### Work required
Shift every pixel coordinate by adding 24 to each number, covering only everything from the line containing "Identify each instance of the teacup" down to the end of the listing. Rewrite each line of that span, leaving everything except the coordinates unchanged.

### Stored data
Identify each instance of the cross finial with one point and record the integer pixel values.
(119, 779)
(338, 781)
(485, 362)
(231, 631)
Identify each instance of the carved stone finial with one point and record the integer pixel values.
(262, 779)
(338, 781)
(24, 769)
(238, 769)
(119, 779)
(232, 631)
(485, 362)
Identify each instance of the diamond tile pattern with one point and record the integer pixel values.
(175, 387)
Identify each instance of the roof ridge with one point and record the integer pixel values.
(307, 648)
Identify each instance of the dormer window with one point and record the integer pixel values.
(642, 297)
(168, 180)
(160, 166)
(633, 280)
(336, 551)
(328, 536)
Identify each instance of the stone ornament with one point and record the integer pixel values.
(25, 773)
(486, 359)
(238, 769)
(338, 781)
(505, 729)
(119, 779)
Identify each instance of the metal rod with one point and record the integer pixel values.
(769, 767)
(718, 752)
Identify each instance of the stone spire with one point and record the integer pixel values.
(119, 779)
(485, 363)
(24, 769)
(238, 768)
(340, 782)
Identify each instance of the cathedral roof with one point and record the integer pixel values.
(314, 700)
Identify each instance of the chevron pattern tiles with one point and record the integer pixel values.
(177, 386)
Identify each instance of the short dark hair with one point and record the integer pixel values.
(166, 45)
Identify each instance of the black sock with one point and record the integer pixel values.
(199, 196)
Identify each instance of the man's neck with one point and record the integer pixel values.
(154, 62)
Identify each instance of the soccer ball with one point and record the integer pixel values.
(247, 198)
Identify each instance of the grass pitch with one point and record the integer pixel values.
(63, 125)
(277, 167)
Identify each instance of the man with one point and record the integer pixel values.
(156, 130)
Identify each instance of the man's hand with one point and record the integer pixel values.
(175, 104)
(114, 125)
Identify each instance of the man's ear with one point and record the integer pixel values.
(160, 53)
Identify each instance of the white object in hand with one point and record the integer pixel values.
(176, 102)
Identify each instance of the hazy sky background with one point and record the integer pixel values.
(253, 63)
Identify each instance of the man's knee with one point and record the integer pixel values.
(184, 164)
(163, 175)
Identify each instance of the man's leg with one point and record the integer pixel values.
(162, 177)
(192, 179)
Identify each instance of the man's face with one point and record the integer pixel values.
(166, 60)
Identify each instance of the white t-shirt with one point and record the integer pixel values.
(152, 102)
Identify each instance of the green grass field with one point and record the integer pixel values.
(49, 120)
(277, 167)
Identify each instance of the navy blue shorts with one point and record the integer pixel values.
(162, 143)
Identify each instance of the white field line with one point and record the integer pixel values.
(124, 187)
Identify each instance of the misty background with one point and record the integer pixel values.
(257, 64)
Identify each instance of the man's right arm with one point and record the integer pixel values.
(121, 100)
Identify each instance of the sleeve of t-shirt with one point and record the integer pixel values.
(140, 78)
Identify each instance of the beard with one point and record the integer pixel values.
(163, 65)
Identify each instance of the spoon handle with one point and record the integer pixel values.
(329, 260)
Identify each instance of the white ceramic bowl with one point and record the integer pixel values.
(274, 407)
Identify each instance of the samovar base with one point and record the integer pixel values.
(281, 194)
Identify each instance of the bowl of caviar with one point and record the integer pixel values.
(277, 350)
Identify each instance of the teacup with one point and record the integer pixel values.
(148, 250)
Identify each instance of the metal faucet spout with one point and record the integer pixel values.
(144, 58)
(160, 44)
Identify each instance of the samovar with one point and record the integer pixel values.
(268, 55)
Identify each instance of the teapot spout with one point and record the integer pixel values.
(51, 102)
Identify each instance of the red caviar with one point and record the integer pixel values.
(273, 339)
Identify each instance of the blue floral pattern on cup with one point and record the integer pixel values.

### Completed exercise
Identify each instance of the teacup with one point and record the integer pixel values.
(172, 274)
Identify each instance of the metal faucet spout with one point and record the integer pixel values.
(168, 82)
(184, 68)
Identify each instance of the samovar with one point and record the integer pixel values.
(292, 79)
Identify each instance of the teapot spout with one point and record the integer pixel values.
(75, 126)
Identify each instance of the red caviar with one point and record the integer pixel values.
(297, 363)
Identify each instance of the blue floral pattern on cup with one point and record the integer pixel values.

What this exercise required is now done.